SELECTED EXTRACT:
■ ■ ■ ■ ■ ■ ■

Written by Gabriel Huland
Wednesday, 18 November 2015 01:52
Besides serving to interpret the world, the speech is a tool for transmitting ideologies. It also serves to legitimize and explain the actions of social classes, which generally act in defense of their interests. When it is related to relationships of domination, between classes, states, civilizations or people, one’s speech plays the role of supporting and reinforcing the status quo, while other’s is fighting the order. Wars are also wars between different stories, between speeches opposing each other; major clashes between civilizations have been always followed by stories on which they are based.
Emergence and expansion of Islam
The great monotheistic religions rely on historical, mythical and legal stories that offer a particular interpretation of the world and rules of human behavior. Some religions have an expansionist character while others don’t. Among expansionist monotheistic religions, Christianity and Islam are the most important, being the third, obviously Judaism.
Islam emerged in the seventh century AD and is still expanding tremendously, becoming something more than just a religion. It is rather an egalitarian worldview that seeks to unify all the tribes of the Arabian Peninsula under one power.

■ ■ ■ ■ ■ ■ ■

ENTRIES:
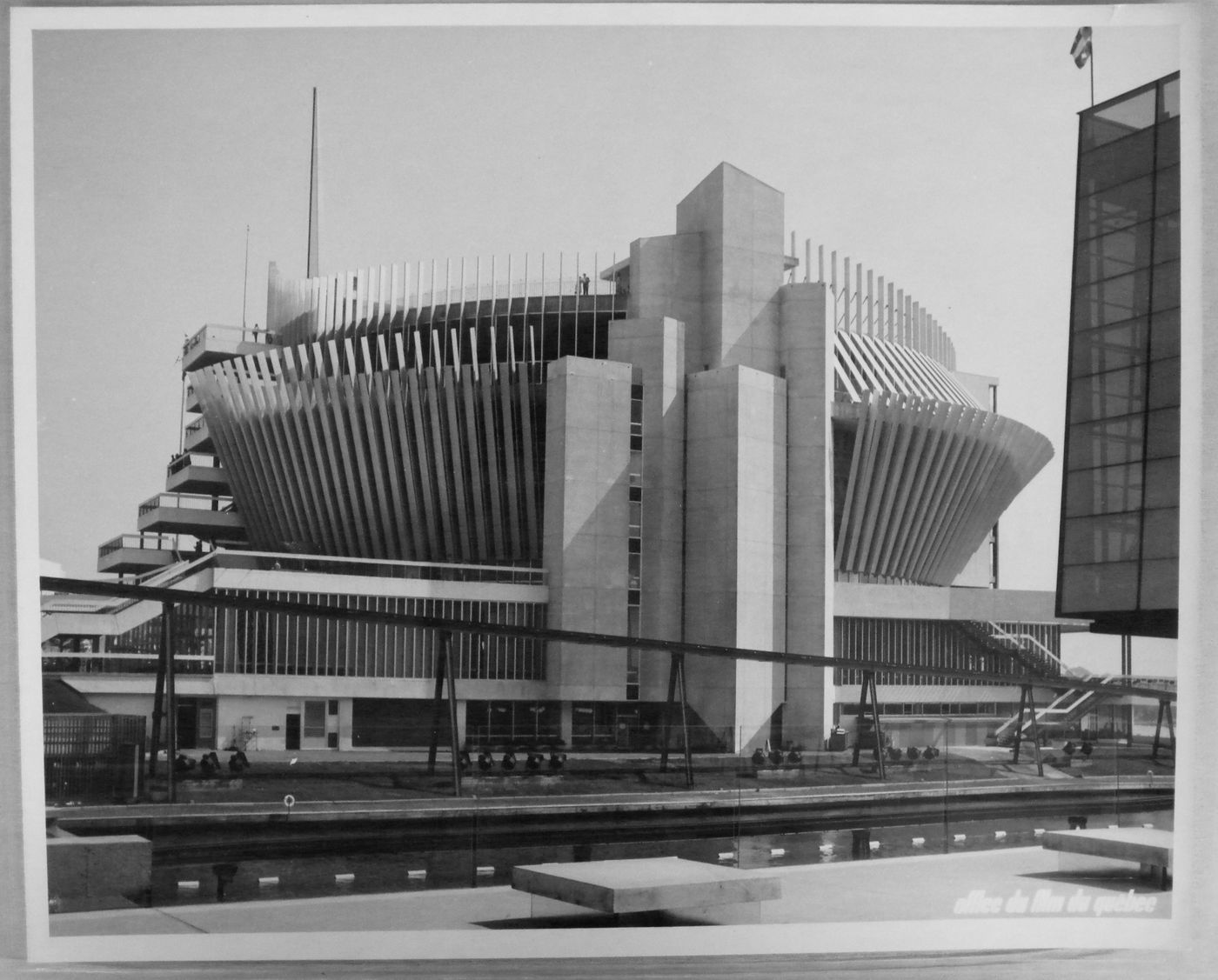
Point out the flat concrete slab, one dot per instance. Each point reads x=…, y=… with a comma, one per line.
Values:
x=1145, y=845
x=651, y=884
x=1088, y=850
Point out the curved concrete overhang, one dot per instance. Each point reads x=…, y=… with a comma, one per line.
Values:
x=927, y=481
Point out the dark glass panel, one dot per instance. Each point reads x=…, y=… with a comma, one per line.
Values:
x=1118, y=119
x=1104, y=396
x=1165, y=334
x=1116, y=207
x=1110, y=537
x=1165, y=383
x=1108, y=349
x=1116, y=162
x=1114, y=255
x=1167, y=286
x=1092, y=588
x=1163, y=434
x=1167, y=237
x=1167, y=190
x=1111, y=300
x=1161, y=533
x=1162, y=483
x=1160, y=583
x=1105, y=490
x=1169, y=99
x=1167, y=154
x=1105, y=442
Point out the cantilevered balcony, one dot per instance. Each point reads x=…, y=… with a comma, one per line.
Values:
x=197, y=472
x=209, y=517
x=217, y=343
x=197, y=438
x=130, y=554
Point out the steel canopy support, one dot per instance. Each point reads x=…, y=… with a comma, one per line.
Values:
x=1027, y=699
x=445, y=672
x=676, y=679
x=158, y=700
x=867, y=691
x=171, y=749
x=1165, y=709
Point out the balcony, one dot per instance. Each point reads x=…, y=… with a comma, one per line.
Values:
x=197, y=438
x=130, y=554
x=217, y=343
x=197, y=472
x=207, y=517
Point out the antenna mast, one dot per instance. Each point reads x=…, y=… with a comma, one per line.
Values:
x=245, y=283
x=311, y=261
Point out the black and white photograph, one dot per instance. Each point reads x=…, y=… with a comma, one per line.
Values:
x=646, y=490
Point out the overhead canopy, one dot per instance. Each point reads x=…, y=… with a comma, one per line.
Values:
x=60, y=697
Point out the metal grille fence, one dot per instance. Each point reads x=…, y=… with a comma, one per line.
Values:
x=93, y=757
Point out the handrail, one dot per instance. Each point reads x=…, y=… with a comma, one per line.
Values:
x=1000, y=633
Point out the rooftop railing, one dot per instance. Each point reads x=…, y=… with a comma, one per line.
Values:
x=228, y=334
x=185, y=460
x=185, y=501
x=140, y=542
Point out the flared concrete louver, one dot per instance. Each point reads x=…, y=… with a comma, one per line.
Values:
x=338, y=448
x=927, y=481
x=864, y=363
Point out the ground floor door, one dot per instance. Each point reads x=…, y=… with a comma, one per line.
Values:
x=197, y=722
x=292, y=732
x=313, y=733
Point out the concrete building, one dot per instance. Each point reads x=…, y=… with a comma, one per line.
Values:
x=700, y=441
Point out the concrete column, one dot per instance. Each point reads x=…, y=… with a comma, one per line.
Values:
x=806, y=350
x=586, y=523
x=736, y=545
x=655, y=347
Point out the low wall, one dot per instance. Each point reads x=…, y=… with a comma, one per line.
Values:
x=97, y=867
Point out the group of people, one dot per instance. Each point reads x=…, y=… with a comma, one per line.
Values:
x=210, y=764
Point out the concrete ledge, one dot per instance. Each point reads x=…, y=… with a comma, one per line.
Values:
x=645, y=884
x=97, y=867
x=1088, y=850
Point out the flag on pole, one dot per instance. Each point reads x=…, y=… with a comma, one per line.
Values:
x=1081, y=49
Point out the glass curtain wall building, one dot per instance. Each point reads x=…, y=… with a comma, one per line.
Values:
x=1120, y=531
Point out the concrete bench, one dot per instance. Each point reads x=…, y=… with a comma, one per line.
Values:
x=653, y=884
x=1150, y=849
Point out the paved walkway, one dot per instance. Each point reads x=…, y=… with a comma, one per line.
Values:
x=982, y=885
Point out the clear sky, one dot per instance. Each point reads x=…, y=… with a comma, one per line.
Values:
x=941, y=157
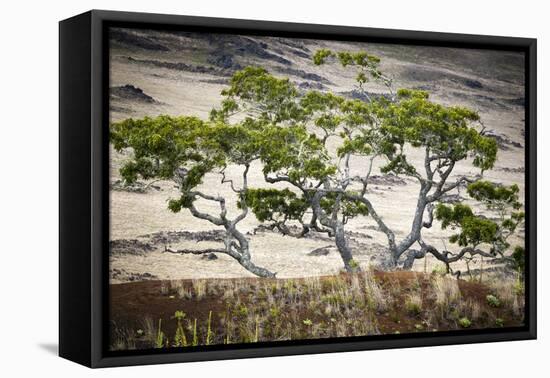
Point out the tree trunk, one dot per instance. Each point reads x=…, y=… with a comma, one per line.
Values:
x=242, y=255
x=254, y=269
x=345, y=251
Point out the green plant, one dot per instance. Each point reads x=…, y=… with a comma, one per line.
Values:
x=413, y=305
x=159, y=342
x=464, y=322
x=493, y=300
x=209, y=333
x=180, y=340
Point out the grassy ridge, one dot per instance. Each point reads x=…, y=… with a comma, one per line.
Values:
x=187, y=313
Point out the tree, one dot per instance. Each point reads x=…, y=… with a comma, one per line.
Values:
x=477, y=231
x=381, y=127
x=184, y=150
x=310, y=143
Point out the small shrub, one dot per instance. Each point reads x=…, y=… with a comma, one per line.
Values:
x=464, y=322
x=440, y=270
x=493, y=301
x=413, y=305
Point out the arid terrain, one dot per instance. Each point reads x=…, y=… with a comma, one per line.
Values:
x=177, y=73
x=161, y=299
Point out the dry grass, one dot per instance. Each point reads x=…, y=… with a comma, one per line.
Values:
x=252, y=310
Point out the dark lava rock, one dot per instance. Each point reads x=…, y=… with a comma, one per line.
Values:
x=179, y=66
x=129, y=38
x=303, y=74
x=323, y=251
x=130, y=92
x=129, y=247
x=176, y=236
x=502, y=140
x=365, y=96
x=474, y=84
x=250, y=47
x=451, y=198
x=311, y=85
x=136, y=187
x=389, y=179
x=224, y=61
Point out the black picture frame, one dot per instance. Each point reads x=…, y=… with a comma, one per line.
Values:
x=84, y=194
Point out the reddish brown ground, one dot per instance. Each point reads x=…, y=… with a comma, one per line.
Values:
x=133, y=302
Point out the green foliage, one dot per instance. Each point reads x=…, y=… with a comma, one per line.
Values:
x=320, y=56
x=348, y=208
x=464, y=322
x=519, y=259
x=493, y=300
x=445, y=131
x=295, y=151
x=495, y=196
x=159, y=341
x=262, y=96
x=474, y=230
x=180, y=340
x=275, y=204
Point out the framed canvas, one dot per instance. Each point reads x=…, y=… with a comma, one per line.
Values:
x=234, y=188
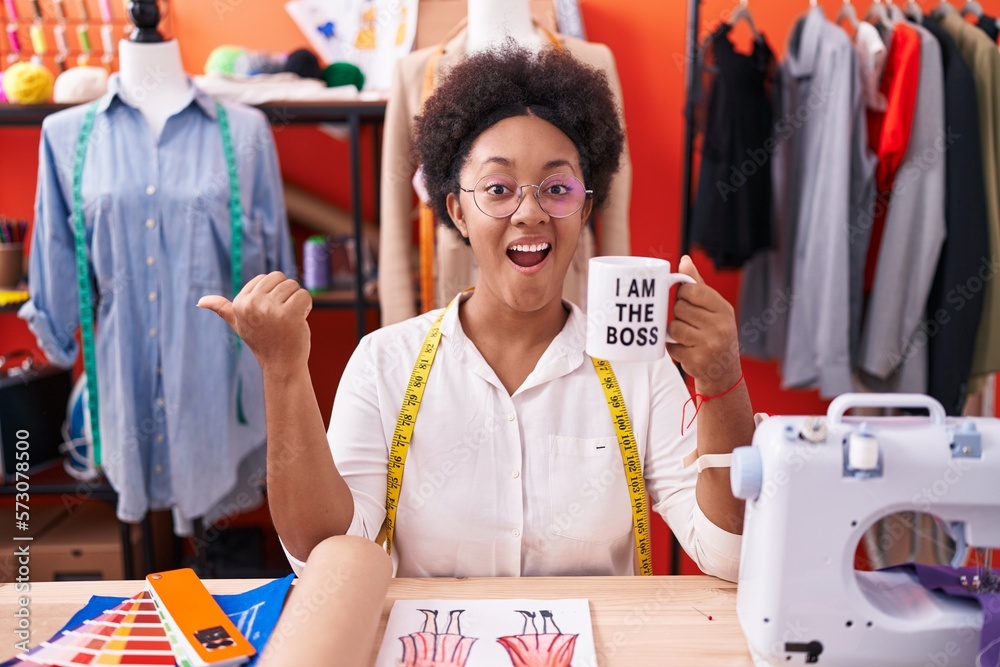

■ ■ ■ ■ ■ ■ ■

WRITTEN TASKS:
**1)** Reproduce word for word the passage of the essay on speech and the expansion of Islam that begins at the words "Emergence and expansion" and stops after the words "under one power.".
**2)** Write the next part of the essay on speech and the expansion of Islam, picking up after its final sentence.

ANSWERS GIVEN:
**1)**
Emergence and expansion of Islam
The great monotheistic religions rely on historical, mythical and legal stories that offer a particular interpretation of the world and rules of human behavior. Some religions have an expansionist character while others don’t. Among expansionist monotheistic religions, Christianity and Islam are the most important, being the third, obviously Judaism.
Islam emerged in the seventh century AD and is still expanding tremendously, becoming something more than just a religion. It is rather an egalitarian worldview that seeks to unify all the tribes of the Arabian Peninsula under one power.

**2)**
However, the oligarchs of Mecca are concerned with the possibility of losing power. The egalitarian message of this young Muhammad and especially his anti-aristocratic irreverence are capable of undermining the foundations of a hierarchical and non-egalitarian world. (Chebel, 2011:18)
Both Islam and Christianity have important points of contact, such is so that, from a sociological point of view, it is considered that there is a thread of continuity between them. In many times, both religions have coexisted harmoniously, in others, however, harmony was not the rule. The expansion of Islam raised eyebrows in the Christian world.
First Persia, Syria and Egypt, then Turkey, then North Africa; fell to the Muslim armies; in the eighth and ninth centuries Spain, Sicily and parts of France were conquered; in the thirteenth and fourteenth centuries Islam ruled as far east as India, Indonesia and China. And to this extraordinary assault, Europe could only respond with very little except fear and a kind of awe. Christian authors witnessing the Islamic conquests had scant interest in the learning, high culture and the frequent magnificence of the Muslims, who were, as Gibbon said, “coeval with the darkest and most slothful period of European annals” (but with some satisfaction he added: “Since the sum of science has risen in the West, it should seem that Oriental studies has languished and declined”). (Said, 2014:93)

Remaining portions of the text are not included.